[DATASET RECORDS — start]

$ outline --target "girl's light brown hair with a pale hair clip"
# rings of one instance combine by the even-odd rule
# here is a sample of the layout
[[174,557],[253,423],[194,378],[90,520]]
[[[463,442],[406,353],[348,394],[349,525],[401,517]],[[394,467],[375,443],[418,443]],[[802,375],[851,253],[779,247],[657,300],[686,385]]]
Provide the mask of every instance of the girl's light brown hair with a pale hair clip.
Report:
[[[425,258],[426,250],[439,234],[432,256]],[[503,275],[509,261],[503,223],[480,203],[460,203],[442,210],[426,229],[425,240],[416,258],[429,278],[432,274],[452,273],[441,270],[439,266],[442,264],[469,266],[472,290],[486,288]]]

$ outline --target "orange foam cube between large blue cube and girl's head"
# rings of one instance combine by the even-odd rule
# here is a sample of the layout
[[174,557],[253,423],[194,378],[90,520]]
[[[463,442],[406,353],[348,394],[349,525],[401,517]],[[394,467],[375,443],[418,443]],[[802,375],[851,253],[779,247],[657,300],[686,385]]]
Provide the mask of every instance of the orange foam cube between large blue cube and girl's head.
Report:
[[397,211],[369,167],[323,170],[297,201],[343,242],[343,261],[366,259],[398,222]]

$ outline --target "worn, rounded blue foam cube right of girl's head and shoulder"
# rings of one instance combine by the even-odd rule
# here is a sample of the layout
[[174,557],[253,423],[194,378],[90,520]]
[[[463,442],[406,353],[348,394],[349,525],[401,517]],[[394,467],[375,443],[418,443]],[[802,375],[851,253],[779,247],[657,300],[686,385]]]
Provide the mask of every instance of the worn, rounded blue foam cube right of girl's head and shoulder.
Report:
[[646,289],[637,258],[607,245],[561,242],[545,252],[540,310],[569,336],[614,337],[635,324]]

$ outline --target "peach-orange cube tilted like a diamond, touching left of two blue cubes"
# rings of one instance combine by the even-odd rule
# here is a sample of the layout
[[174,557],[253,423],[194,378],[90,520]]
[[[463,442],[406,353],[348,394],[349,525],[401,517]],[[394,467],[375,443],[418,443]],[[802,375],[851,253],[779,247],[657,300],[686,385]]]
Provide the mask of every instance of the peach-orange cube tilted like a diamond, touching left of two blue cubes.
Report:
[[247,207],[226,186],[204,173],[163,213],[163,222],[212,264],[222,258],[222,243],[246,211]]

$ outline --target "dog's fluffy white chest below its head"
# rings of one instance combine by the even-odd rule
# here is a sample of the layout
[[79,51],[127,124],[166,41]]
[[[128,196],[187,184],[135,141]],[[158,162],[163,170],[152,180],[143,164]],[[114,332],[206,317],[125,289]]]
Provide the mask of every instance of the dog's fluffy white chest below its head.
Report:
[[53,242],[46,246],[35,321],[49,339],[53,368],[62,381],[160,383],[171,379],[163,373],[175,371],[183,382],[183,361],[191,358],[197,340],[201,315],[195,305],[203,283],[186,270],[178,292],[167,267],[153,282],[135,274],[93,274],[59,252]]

[DATASET RECORDS — finish]

WHAT IS REQUIRED:
Write the material out again in full, leaving no line out.

SOLUTION:
$ outline --target "girl's light brown hair with a pale hair clip"
# rings of one instance combine by the even-odd rule
# here is a sample of the layout
[[174,557],[253,423],[194,378],[90,520]]
[[[463,442],[406,353],[348,394],[349,525],[401,517]],[[394,467],[375,443],[418,443]],[[802,375],[851,253],[779,247],[657,300],[686,385]]]
Provide the mask of every instance of the girl's light brown hair with a pale hair clip.
Report:
[[[425,258],[426,250],[439,234],[432,256]],[[503,275],[509,261],[503,223],[480,203],[460,203],[442,210],[426,229],[425,240],[416,258],[429,278],[432,274],[452,273],[441,270],[439,266],[442,264],[469,266],[472,290],[486,288]]]

$ outline --target "orange foam cube between large blue cube and girl's head"
# rings of one instance combine by the even-odd rule
# here is a sample of the layout
[[174,557],[253,423],[194,378],[90,520]]
[[[463,442],[406,353],[348,394],[349,525],[401,517]],[[394,467],[375,443],[418,443]],[[802,375],[851,253],[779,247],[657,300],[686,385]]]
Provide the mask of every instance of the orange foam cube between large blue cube and girl's head.
Report:
[[397,211],[369,167],[323,170],[297,201],[343,242],[343,261],[366,259],[398,222]]

$ outline --target "worn, rounded blue foam cube right of girl's head and shoulder"
# rings of one instance combine by the even-odd rule
# here is a sample of the layout
[[174,557],[253,423],[194,378],[90,520]]
[[[463,442],[406,353],[348,394],[349,525],[401,517]],[[394,467],[375,443],[418,443]],[[802,375],[851,253],[779,247],[657,300],[686,385]]]
Provide the mask of every instance of the worn, rounded blue foam cube right of girl's head and shoulder.
Report:
[[646,289],[637,258],[607,245],[561,242],[545,252],[540,310],[569,336],[614,337],[635,324]]

$ outline --target "peach-orange cube tilted like a diamond, touching left of two blue cubes"
# rings of one instance combine by the even-odd rule
# here is a sample of the layout
[[174,557],[253,423],[194,378],[90,520]]
[[[463,442],[406,353],[348,394],[349,525],[401,517]],[[394,467],[375,443],[418,443]],[[802,375],[851,253],[779,247],[657,300],[686,385]]]
Provide the mask of every instance of the peach-orange cube tilted like a diamond, touching left of two blue cubes.
Report:
[[247,207],[226,186],[204,173],[163,213],[163,222],[212,264],[222,258],[222,243],[246,211]]

$ outline --target "dog's fluffy white chest below its head"
# rings of one instance combine by the even-odd rule
# here is a sample of the layout
[[79,51],[127,124],[166,41]]
[[[128,196],[187,184],[135,141]],[[158,162],[163,170],[152,180],[143,164]],[[114,332],[206,317],[125,289]]]
Provide the mask of every instance of the dog's fluffy white chest below its head.
Report:
[[53,242],[46,246],[35,321],[49,339],[53,368],[62,381],[160,383],[171,379],[163,373],[175,371],[183,382],[183,361],[191,358],[197,340],[201,315],[195,305],[203,283],[186,270],[178,292],[167,267],[153,282],[135,274],[93,274],[59,252]]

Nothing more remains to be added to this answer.